• THE INPUT:
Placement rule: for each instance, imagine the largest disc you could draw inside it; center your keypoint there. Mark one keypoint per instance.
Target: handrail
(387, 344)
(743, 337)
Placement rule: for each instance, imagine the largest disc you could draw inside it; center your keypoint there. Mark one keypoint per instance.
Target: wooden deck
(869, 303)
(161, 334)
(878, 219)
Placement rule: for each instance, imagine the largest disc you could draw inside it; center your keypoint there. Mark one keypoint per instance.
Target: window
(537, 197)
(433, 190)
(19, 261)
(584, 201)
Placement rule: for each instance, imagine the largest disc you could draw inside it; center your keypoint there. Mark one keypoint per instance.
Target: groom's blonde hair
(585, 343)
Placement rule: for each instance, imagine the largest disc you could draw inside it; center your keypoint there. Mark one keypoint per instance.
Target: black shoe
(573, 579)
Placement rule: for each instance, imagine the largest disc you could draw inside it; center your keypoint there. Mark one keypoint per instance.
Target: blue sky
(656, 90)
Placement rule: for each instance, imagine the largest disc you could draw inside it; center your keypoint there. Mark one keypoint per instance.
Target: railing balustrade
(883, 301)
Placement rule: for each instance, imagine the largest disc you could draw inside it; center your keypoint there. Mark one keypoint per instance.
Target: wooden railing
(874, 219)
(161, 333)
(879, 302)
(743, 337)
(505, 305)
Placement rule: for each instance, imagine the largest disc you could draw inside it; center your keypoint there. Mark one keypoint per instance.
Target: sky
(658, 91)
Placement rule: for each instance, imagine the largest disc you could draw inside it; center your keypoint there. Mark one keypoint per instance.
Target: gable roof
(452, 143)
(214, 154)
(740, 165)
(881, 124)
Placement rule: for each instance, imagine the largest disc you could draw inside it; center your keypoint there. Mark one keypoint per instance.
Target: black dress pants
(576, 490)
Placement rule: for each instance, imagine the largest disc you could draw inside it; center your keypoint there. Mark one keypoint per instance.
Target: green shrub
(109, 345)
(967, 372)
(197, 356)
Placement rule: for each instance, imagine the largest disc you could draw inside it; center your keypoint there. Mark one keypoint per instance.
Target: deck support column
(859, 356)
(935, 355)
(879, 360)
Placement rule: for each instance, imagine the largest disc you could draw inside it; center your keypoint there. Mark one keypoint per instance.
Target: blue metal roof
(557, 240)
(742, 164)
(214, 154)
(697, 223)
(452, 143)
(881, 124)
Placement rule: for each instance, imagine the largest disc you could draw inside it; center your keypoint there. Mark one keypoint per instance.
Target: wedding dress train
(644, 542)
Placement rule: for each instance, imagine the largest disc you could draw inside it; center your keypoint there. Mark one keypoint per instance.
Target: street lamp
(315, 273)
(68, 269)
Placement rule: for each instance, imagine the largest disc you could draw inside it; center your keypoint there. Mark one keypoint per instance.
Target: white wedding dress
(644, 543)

• WHAT IS EXPECTED: Restate the entries. Match them exactly.

• WRITTEN SOLUTION:
Placement rule: for each instance, imagine the largest disc you could draw inside it; center your keypoint there. Mark one keypoint per instance.
Target: handrail
(387, 344)
(743, 337)
Placement rule: for each instance, imagine the largest disc you could draw inside it; center your keypoint there. Mark one keypoint per instance.
Target: wooden deck
(869, 303)
(161, 334)
(878, 219)
Placement rule: for each instance, imagine the largest disc you could draw inside it; center your keypoint there. Mark one keypoint per instance.
Target: window
(537, 197)
(433, 190)
(19, 261)
(584, 201)
Placement rule: for each instance, imagine the largest disc you could draw inside it; center your keypoint there. Mark one keypoint per instance.
Target: groom's blonde hair
(585, 343)
Placement rule: for each instance, imagine the largest disc you could draw inside it; center your keypoint there. Mark one keypoint per instance.
Target: black shoe
(573, 579)
Placement rule: for each instance, imagine the largest disc you could draw inside it; center your keypoint there. Mark one keypoint per instance.
Target: blue sky
(656, 90)
Placement rule: for each instance, imagine the largest disc you could draw inside it; center your keypoint there. Mark one keypoint per instance.
Target: railing balustrade
(883, 301)
Placement rule: for each instance, imagine the largest disc you could draw inside it; center your keypoint there. Mark one keypoint per instance.
Target: wooden railing
(874, 219)
(161, 333)
(879, 302)
(743, 337)
(505, 305)
Placement rule: for each instance, imagine the largest disc you could draw inside it; center your keypoint there. Mark one keypoint per instance.
Target: sky
(658, 91)
Placement rule: for each instance, imagine the largest disc you could draw inside it; center your keypoint there. Mark one keypoint per instance.
Target: gable roof
(452, 143)
(214, 154)
(740, 165)
(881, 124)
Placement rule: for each instance, imagine the largest disc you could draw inside it; center your keypoint there. Mark one keypoint per instance.
Target: black dress pants
(576, 490)
Placement rule: for each instance, imagine the largest disc you could draw inside it; center your keypoint there. Mark one keypoint per instance.
Target: green shrub
(109, 345)
(967, 372)
(197, 356)
Placement rule: for each instance, imagine the largest disc you could draw inside it; center your keypoint there. Mark one keypoint per instance.
Target: deck support column
(859, 356)
(935, 355)
(879, 360)
Placement rule: for each instance, imagine the largest disc you could draw inside it; center your keypoint there. Mark one keypoint per instance.
Target: blue metal roof
(557, 240)
(742, 164)
(214, 154)
(697, 223)
(452, 143)
(881, 124)
Placement rule: for each instance, imagine the largest disc you could draw inside it; center your keypoint there. Mark one keypoint per instance.
Target: wedding dress train
(644, 542)
Placement rule: for each instance, imagine the largest disc you could draw inside it; center your keypoint there. Mark one keypoint per instance.
Target: street lamp
(315, 273)
(68, 269)
Placement rule: for each instance, imagine the largest disc you could draw inside it; center your keypoint there. Mark one keypoint per instance.
Target: white wedding dress
(644, 543)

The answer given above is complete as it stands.